***** Data to process

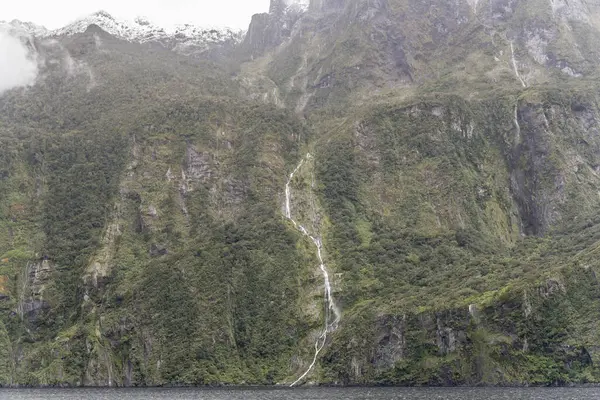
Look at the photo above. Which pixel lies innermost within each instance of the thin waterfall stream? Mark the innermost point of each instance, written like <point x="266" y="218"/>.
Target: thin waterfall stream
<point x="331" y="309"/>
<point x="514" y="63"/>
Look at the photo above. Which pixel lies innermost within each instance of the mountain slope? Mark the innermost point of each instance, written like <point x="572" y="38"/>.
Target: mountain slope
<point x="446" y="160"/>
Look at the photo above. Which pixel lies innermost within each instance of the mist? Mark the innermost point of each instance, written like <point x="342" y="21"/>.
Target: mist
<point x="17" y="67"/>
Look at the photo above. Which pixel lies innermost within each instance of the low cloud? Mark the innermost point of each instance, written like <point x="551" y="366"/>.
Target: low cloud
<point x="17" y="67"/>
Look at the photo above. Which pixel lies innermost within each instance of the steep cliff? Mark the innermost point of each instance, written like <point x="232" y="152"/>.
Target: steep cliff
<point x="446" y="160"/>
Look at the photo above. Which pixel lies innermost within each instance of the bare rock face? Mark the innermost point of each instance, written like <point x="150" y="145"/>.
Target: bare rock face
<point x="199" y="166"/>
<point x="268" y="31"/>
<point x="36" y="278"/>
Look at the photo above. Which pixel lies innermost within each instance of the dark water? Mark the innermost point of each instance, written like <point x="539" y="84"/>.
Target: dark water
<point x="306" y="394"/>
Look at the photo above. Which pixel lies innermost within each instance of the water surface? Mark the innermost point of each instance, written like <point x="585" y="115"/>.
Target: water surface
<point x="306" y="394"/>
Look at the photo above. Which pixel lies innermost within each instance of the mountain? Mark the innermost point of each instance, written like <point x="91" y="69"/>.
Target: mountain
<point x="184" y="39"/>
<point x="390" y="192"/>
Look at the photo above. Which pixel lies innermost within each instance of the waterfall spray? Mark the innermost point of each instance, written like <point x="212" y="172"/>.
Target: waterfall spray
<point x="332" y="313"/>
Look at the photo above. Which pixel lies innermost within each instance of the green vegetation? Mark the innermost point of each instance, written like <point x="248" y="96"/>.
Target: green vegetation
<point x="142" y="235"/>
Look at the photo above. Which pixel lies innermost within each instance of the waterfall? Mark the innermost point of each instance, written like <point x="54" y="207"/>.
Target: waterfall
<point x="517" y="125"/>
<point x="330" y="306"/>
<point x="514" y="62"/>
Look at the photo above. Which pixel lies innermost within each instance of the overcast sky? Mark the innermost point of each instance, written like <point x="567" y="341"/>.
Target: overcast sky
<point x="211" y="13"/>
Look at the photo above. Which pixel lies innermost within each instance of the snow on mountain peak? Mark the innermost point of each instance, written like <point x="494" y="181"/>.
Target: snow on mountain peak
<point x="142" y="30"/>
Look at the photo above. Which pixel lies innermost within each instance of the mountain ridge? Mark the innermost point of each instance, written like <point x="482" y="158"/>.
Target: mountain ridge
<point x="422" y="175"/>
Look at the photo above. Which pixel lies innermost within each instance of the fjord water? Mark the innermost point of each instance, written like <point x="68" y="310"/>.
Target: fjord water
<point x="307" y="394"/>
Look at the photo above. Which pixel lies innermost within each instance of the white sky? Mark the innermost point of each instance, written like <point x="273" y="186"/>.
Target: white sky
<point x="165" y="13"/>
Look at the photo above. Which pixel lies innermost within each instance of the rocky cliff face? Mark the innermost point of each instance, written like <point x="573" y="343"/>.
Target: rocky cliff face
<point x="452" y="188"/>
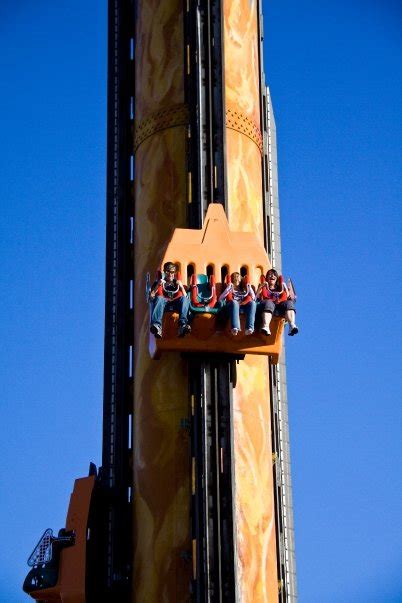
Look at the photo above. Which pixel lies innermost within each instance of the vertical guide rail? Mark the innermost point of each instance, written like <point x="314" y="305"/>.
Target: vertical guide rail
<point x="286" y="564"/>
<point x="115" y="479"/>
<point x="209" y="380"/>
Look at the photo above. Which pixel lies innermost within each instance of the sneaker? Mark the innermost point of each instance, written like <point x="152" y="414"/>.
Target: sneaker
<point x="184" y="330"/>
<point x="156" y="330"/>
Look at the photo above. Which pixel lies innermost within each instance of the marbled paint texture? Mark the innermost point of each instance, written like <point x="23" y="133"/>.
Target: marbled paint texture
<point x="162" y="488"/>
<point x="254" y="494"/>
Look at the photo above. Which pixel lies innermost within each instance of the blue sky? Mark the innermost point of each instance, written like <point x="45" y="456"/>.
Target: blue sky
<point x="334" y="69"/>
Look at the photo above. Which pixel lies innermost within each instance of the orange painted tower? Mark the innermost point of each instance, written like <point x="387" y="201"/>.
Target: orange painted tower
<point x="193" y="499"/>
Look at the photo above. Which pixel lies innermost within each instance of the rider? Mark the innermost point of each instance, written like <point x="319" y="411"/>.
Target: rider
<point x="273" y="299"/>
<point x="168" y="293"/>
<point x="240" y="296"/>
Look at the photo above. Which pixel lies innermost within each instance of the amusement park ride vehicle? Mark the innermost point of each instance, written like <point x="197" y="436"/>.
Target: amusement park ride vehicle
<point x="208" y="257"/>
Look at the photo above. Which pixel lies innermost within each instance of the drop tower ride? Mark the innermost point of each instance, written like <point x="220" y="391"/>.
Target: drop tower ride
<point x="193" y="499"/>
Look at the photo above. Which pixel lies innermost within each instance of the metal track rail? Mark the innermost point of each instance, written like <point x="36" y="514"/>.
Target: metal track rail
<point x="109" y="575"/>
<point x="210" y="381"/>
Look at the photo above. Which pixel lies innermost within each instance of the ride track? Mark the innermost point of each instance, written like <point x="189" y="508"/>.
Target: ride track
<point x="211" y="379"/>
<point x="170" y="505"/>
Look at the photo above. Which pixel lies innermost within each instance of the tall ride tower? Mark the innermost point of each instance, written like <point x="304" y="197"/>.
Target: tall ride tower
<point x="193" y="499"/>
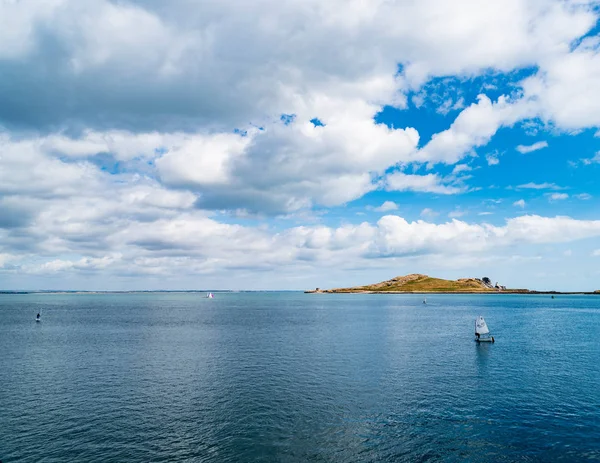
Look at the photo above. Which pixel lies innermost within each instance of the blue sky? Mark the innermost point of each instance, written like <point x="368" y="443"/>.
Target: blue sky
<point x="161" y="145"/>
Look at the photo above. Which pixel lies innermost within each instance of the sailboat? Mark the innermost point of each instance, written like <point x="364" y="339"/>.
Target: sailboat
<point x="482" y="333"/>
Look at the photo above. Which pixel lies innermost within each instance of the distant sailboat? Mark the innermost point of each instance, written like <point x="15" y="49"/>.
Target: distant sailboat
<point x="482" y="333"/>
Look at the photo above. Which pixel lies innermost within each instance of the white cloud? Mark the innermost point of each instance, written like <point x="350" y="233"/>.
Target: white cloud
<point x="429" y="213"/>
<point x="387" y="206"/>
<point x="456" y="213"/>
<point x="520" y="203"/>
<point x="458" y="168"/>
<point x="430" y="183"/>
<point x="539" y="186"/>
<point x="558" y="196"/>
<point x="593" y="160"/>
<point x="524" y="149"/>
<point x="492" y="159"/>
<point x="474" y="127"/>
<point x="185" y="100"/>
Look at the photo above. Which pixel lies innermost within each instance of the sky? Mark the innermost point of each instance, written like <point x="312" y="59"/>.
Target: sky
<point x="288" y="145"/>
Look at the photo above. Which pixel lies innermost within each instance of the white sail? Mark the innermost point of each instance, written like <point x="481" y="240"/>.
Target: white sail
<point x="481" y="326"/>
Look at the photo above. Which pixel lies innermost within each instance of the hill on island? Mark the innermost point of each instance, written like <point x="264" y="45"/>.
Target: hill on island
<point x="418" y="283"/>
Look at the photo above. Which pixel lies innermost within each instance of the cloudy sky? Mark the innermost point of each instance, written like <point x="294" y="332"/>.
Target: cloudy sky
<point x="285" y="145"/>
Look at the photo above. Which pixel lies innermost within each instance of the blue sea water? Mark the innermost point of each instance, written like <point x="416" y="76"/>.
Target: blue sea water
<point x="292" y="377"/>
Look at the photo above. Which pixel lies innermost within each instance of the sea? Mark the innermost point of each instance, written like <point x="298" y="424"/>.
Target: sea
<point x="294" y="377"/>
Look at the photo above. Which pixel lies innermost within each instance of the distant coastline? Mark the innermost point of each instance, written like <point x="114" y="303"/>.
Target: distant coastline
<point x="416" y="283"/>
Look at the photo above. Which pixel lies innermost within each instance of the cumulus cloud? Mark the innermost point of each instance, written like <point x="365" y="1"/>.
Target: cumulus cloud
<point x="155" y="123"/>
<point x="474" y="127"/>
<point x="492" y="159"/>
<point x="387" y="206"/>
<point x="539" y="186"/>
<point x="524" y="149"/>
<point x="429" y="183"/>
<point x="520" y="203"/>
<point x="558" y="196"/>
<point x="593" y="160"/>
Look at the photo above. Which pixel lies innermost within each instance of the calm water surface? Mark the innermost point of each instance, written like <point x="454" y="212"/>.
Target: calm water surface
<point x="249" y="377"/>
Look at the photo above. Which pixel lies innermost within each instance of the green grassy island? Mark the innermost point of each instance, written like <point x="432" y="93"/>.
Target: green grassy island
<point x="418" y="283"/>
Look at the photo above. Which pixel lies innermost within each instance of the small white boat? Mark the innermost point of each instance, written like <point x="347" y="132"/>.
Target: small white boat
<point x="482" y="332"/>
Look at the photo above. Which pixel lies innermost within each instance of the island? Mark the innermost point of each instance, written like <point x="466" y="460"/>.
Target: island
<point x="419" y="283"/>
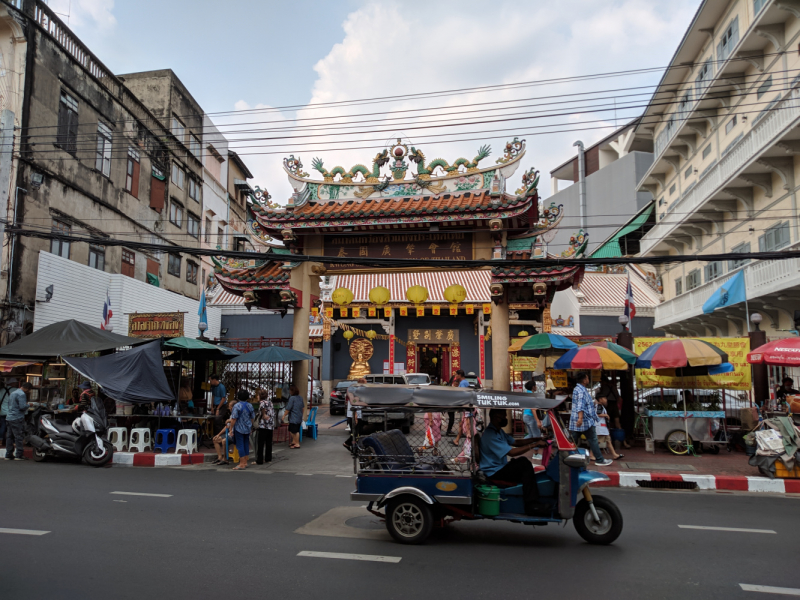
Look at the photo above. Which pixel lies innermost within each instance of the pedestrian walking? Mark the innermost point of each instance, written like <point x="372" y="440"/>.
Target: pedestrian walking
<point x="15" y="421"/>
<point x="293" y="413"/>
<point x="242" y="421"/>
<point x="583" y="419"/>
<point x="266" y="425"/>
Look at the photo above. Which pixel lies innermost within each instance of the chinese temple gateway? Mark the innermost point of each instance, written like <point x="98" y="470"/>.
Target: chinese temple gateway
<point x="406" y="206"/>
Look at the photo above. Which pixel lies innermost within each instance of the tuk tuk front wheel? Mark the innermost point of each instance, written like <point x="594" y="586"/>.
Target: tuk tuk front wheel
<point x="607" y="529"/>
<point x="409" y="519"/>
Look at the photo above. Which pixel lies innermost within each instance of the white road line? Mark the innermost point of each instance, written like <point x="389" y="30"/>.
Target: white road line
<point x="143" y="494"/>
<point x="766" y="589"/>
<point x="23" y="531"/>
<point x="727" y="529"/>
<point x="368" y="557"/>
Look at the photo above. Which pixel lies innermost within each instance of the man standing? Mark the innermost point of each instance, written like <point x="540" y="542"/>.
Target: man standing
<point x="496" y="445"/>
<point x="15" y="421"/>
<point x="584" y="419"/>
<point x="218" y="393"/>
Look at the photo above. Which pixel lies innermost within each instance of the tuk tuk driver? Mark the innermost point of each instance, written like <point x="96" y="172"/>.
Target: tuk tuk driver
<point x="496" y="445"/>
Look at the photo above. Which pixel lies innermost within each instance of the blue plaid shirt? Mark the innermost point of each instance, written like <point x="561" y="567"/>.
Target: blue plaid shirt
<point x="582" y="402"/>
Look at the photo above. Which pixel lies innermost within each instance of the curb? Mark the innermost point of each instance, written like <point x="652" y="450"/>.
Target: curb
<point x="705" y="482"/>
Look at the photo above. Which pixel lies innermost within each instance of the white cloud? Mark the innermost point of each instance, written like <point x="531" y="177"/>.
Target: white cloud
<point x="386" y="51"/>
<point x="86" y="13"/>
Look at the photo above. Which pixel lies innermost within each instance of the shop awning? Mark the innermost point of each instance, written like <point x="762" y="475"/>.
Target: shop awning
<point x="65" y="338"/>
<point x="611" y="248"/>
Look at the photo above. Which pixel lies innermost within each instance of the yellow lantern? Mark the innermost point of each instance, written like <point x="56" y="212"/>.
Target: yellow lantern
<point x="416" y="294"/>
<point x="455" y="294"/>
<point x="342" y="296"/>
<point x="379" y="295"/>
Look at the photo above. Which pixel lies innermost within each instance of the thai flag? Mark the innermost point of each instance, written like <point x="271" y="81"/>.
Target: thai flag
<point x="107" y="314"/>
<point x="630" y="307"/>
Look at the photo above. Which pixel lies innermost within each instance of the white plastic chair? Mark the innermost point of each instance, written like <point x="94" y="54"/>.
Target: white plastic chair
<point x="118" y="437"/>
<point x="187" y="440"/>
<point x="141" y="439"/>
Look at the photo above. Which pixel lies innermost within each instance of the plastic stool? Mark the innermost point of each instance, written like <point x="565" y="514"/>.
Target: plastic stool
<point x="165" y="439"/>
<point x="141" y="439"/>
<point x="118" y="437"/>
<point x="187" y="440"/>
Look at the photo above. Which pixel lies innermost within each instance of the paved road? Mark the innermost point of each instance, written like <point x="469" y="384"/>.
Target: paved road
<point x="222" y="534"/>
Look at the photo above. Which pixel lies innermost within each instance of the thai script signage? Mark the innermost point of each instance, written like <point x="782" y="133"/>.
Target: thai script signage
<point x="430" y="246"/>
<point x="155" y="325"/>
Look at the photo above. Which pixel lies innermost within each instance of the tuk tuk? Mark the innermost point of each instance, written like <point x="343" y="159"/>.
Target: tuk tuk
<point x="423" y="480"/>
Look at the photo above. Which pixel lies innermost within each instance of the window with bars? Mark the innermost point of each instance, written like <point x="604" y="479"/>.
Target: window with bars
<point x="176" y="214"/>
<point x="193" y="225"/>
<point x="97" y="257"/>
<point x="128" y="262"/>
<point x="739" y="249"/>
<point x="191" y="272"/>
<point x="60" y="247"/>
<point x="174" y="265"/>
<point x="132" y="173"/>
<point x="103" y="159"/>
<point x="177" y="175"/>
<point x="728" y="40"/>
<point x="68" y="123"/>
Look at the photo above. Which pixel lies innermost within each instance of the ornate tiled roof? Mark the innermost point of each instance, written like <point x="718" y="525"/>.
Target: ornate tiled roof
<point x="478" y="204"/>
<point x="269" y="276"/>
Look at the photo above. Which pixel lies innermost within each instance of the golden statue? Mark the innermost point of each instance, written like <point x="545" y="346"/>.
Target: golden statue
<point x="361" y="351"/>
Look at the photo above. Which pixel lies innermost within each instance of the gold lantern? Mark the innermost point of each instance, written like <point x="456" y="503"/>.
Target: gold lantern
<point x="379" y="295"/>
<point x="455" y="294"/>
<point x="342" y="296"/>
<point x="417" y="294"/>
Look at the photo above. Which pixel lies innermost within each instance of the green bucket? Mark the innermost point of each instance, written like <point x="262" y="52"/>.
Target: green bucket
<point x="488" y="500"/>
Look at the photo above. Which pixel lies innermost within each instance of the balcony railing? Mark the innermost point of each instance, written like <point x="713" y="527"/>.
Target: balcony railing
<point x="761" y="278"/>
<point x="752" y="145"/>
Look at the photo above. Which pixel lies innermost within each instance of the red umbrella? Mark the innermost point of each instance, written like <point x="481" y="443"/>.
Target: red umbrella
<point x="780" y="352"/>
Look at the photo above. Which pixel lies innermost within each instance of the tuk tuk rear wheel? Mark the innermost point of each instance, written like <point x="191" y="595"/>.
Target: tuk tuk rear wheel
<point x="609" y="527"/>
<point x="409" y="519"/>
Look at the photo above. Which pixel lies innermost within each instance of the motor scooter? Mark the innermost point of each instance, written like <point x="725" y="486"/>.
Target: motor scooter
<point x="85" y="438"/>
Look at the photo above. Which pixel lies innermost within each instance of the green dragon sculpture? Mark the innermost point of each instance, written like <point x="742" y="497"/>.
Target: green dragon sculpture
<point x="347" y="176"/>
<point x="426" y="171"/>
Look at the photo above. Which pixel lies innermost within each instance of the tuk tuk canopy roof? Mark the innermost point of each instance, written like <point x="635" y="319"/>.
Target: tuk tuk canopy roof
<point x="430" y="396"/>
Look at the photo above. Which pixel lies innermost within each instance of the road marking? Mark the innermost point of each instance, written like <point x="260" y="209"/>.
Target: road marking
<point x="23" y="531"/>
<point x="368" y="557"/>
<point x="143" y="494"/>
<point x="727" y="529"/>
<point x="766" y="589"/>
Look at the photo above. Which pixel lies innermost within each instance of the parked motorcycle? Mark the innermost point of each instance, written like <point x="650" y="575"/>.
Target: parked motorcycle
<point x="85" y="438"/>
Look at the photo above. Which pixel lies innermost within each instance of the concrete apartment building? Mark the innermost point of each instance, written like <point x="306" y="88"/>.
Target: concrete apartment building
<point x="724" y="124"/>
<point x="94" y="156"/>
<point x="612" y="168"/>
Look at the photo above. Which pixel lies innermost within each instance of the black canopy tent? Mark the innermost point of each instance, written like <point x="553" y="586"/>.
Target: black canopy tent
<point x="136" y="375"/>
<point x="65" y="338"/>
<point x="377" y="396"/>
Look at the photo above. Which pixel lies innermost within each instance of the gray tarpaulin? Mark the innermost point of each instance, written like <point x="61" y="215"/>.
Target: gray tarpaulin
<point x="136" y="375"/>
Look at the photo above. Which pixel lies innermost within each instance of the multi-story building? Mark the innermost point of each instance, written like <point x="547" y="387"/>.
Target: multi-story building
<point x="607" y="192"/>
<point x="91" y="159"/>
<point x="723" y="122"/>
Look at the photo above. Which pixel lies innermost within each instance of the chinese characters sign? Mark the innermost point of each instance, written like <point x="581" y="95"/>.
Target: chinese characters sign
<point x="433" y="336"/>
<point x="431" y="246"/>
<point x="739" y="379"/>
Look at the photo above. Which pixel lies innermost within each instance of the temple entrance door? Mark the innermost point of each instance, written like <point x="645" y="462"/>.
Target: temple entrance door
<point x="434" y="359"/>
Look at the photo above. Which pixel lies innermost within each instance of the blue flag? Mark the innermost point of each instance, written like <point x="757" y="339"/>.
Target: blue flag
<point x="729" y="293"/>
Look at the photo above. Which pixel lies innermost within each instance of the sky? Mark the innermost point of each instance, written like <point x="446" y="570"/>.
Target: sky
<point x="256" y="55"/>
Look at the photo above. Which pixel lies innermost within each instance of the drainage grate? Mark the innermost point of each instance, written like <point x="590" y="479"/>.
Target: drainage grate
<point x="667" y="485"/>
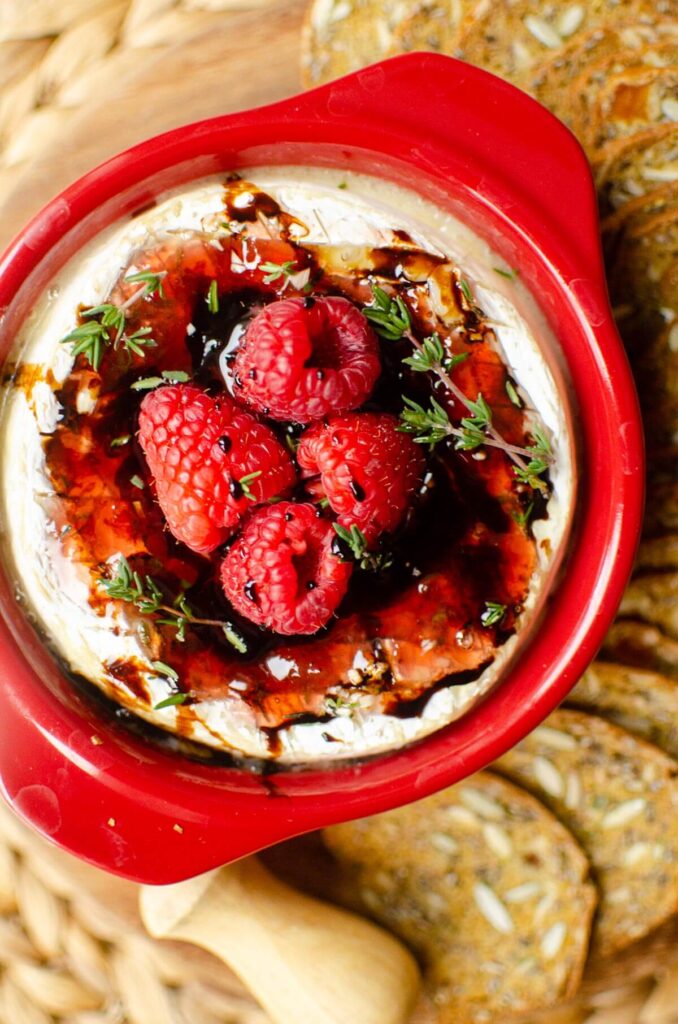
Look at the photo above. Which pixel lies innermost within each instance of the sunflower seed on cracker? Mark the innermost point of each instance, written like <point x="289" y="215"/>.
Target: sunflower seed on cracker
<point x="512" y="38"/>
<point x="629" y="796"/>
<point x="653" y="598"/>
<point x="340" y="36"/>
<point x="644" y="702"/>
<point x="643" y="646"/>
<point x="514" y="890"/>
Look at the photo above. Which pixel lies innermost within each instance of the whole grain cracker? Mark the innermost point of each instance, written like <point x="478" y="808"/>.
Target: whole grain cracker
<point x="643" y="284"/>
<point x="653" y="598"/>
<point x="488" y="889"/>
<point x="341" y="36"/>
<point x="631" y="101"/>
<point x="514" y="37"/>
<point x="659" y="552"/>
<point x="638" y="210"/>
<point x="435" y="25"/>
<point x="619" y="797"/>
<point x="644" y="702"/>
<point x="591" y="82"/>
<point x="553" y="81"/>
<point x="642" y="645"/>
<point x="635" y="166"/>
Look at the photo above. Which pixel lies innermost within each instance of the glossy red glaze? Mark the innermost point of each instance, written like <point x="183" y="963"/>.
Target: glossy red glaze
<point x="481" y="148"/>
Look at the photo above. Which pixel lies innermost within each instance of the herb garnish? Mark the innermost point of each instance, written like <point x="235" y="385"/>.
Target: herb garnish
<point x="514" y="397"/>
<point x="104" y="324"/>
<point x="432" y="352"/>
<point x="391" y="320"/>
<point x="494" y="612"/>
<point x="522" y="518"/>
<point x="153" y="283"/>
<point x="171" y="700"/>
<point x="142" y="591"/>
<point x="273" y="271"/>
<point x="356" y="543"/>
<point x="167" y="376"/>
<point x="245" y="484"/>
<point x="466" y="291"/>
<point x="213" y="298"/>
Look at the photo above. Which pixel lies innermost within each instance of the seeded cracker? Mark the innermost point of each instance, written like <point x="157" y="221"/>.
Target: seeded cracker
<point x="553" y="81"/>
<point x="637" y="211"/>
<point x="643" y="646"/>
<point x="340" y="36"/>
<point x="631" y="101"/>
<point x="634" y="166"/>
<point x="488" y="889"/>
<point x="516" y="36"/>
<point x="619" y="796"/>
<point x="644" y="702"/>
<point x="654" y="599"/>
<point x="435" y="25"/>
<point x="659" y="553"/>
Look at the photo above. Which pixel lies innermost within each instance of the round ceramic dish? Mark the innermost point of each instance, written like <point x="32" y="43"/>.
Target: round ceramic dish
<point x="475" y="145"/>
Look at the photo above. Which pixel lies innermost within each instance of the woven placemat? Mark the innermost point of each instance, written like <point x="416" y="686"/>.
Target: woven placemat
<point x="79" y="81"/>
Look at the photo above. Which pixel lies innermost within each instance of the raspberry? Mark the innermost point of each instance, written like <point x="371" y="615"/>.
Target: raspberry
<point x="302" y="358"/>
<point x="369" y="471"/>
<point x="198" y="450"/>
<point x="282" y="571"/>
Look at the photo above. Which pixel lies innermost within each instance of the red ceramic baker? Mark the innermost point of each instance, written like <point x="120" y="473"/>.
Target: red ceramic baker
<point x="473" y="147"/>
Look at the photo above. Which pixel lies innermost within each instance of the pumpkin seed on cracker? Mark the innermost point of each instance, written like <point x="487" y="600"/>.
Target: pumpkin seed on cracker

**********

What you have to do
Write the lines out verbatim, from the one with "of the round" through the last line of the entries, and stop there.

Result
Look at the photo above. Which pixel lies innermost within each instance of the round ceramic dish? Mark the innermost point of each instance, written like <point x="32" y="43"/>.
Target: round ceramic dish
<point x="475" y="145"/>
Look at the photo above. Which pixel lies innermost within each instance of the woven placemat? Mark the innermost point of each instance, written like <point x="416" y="686"/>.
Target: woven placemat
<point x="79" y="81"/>
Look at the photo above. Which pixel lies innermost within each instance of the raspberry? Mark the innermost point of each instance, written like <point x="371" y="615"/>.
Target: raspberry
<point x="302" y="358"/>
<point x="369" y="471"/>
<point x="198" y="450"/>
<point x="282" y="571"/>
Look at the photo above. Which pixel lies innermost within each instance of the red ceramic baker? Mark the innermost point of each instance, written like <point x="120" y="473"/>.
Target: red ceramic baker
<point x="473" y="147"/>
Look at the photo above. Which pixel lies innermost within each instance of the pumpkin seed on cracker? Mark the innermost point of each instance, written like <point x="487" y="600"/>.
Target: pumpkin seed on cracker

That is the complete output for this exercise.